▶ [What this exercise asks]:
(1) Translate this sentence from the HIPAA and NIST compliance passage below into Spanish: "For all of these, NIST compliance is mandatory."
(2) Decide whether each statement agrees with the HIPAA and NIST compliance passage below. Answer yes or no for each, quoting the words from the passage that settle it.
(a) HIPAA penalties can reach $50,000 for each "willful neglect" violation.
(b) NIST compliance is optional for subcontractors in the federal supply chain.
(c) NIST 800-171 covers the protection of classified government information.
(3) Please pick up the HIPAA and NIST compliance passage below from its last sentence and continue writing it.

HIPAA is designed to allow organizations with a way to adopt new technologies while also protecting the privacy of individuals’ health information. If a breach of PHI does occur, the HIPAA Breach Notification Rule must be followed. If not, HIPAA penalties can cost a company up to $50,000 for each “willful neglect” violation.
Like with GDPR compliance, if you’re working with a third-party Business Associate (ie., IT contractor, billing company, accountant) or Covered Entity that transmits health information on your behalf, they must also have the technical, physical, and administrative safeguards in place to adhere to the HIPAA Privacy Rule.
NIST Compliance Guide
What is NIST Compliance?
NIST (National Institute of Standards and Technology) is a set of rules and recommendations for standardizing the way that information is processed at federal agencies. Most notably is their widely adopted NIST Cybersecurity Framework. While protecting innovation, NIST’s mission is also to make sure that any companies that provide products or services to the federal government meet the security standards set by NIST.
What companies are required to be NIST compliant? Any companies that work in the “federal supply chain, including prime contractors, subcontractors, and subcontractors working for another subcontractor.” For all of these, NIST compliance is mandatory. That means that if you are seeking federal contracts, you must provide the proper documentation to be eligible, including NIST 800-171 compliance. NIST 800-171 covers the protection of “Controlled Unclassified Information” (CUI) defined as information created by the government, or an entity on behalf of the government, that is unclassified, but needs safeguarding.

▶ [Information provided]:

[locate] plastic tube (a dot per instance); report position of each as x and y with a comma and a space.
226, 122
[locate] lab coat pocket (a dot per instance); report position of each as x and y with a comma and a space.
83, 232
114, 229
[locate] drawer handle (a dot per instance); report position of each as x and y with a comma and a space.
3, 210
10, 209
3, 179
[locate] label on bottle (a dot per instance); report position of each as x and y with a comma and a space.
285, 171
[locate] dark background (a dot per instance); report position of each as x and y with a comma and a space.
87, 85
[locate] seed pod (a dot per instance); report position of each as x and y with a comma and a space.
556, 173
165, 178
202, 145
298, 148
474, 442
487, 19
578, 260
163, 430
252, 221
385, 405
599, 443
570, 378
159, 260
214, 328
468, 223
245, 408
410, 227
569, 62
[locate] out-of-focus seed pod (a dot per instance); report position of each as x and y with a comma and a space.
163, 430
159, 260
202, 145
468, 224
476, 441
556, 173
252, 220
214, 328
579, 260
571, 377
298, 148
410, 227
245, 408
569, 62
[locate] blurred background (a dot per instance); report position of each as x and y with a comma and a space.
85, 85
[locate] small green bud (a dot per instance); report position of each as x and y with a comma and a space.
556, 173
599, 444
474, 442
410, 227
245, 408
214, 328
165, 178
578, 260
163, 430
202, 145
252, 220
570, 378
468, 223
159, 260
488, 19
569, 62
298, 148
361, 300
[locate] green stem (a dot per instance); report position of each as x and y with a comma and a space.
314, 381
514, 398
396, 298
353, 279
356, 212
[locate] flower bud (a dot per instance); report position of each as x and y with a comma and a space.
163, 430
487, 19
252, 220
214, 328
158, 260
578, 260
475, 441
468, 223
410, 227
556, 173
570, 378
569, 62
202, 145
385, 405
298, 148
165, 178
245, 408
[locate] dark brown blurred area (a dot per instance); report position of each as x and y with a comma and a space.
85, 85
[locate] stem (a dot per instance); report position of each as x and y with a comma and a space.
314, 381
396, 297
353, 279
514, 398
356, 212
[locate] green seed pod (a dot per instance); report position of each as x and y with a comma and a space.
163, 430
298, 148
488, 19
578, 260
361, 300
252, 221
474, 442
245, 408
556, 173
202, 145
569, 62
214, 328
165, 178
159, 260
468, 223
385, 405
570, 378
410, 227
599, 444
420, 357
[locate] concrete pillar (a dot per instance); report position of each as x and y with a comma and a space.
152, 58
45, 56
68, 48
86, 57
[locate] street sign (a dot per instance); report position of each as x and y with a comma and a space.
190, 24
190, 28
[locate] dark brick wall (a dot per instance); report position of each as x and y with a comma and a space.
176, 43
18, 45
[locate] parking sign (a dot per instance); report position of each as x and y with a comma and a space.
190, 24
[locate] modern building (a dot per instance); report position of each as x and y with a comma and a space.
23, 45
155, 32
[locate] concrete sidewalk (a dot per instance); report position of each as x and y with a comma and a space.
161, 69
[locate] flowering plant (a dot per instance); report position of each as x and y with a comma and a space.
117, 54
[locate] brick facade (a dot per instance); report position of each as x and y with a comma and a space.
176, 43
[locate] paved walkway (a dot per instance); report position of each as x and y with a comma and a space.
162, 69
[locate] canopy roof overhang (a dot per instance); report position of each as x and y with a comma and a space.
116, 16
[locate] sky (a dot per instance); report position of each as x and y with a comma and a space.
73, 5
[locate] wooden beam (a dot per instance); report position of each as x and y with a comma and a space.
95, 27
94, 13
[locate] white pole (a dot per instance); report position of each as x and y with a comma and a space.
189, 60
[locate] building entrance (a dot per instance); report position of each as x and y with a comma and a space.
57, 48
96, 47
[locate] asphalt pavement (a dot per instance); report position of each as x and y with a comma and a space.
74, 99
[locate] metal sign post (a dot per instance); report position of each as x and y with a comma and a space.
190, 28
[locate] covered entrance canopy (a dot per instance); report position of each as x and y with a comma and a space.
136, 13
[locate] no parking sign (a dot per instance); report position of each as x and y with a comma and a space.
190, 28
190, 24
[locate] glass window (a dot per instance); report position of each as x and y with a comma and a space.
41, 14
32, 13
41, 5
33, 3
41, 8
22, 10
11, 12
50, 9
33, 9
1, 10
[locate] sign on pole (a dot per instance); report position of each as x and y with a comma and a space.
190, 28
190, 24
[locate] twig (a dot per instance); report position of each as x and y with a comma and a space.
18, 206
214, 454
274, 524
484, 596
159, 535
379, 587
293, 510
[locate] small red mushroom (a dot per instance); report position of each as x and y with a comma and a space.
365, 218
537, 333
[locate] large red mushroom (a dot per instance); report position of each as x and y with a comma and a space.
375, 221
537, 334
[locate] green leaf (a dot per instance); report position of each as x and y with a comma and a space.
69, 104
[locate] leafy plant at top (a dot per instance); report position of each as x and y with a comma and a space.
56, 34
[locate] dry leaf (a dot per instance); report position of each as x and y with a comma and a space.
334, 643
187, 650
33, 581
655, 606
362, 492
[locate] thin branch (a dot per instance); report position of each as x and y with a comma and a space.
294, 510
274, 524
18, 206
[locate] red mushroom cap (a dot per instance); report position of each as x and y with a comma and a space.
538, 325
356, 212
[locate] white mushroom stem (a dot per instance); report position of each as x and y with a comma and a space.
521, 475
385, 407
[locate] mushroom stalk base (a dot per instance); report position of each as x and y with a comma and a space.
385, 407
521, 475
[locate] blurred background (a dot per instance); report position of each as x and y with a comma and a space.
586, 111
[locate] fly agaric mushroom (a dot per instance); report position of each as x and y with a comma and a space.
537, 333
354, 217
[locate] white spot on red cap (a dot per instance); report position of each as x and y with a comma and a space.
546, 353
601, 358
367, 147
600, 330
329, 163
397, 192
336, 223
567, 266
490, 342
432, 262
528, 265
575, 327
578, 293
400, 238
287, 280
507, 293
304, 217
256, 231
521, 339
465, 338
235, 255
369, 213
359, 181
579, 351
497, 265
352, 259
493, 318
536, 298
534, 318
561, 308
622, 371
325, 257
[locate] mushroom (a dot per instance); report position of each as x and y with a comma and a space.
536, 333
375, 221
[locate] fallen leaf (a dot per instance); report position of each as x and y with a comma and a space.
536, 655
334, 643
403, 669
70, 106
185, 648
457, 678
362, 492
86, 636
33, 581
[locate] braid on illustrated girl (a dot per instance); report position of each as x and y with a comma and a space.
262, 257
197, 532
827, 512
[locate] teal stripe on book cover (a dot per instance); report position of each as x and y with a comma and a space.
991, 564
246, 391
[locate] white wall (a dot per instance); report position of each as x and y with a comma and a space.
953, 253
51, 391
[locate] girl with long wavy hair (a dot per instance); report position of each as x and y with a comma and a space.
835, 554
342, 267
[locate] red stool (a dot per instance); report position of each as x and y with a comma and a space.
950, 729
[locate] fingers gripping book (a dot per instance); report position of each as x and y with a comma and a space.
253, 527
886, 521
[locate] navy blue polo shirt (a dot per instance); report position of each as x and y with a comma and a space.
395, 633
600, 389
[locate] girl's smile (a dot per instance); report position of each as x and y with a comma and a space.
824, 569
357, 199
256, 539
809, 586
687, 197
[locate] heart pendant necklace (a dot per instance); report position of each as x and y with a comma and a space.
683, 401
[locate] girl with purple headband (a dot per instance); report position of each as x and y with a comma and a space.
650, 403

▶ [Answers for the tasks]:
(1) Para todas ellas, el cumplimiento de NIST es obligatorio.

(2)
(a) Yes: "HIPAA penalties can cost a company up to $50,000 for each “willful neglect” violation."
(b) No: "For all of these, NIST compliance is mandatory."
(c) No: "information created by the government, or an entity on behalf of the government, that is unclassified, but needs safeguarding."

(3)
Going through the process of NIST compliance at your small or medium-sized business has many benefits even if you aren’t working directly with federal agencies. They are industry standards across IT departments, making sure that your company is compliant and minimizing security risks. Also, you’ll be well-positioned to handle incoming cyber attacks or cyber threats.
CMMC Compliance Guide
What is CMMC Compliance?
CMMC stands for “Cybersecurity Maturity Model Certification.” It is a cybersecurity standard that companies are required to adopt in order to operate in the governmental supply chains. Unlike NIST, the CMMC model has five levels that build upon the last. They are cumulative, compounding, and provide additional procedures for cybersecurity protocols. NIST and CMMC do share many similarities, though.
If your company is currently working with, or planning to work with, the Department of Defense (DoD), CMMC compliance should be at the top of your list. If not, at least hire a trusted third-party contractor to manage and maintain your status. The DoD now requires all defense contractors and vendors to be CMMC compliant before working with them. Without a valid CMMC certification, you’ll be barred from bidding on, winning, or participating in a contract.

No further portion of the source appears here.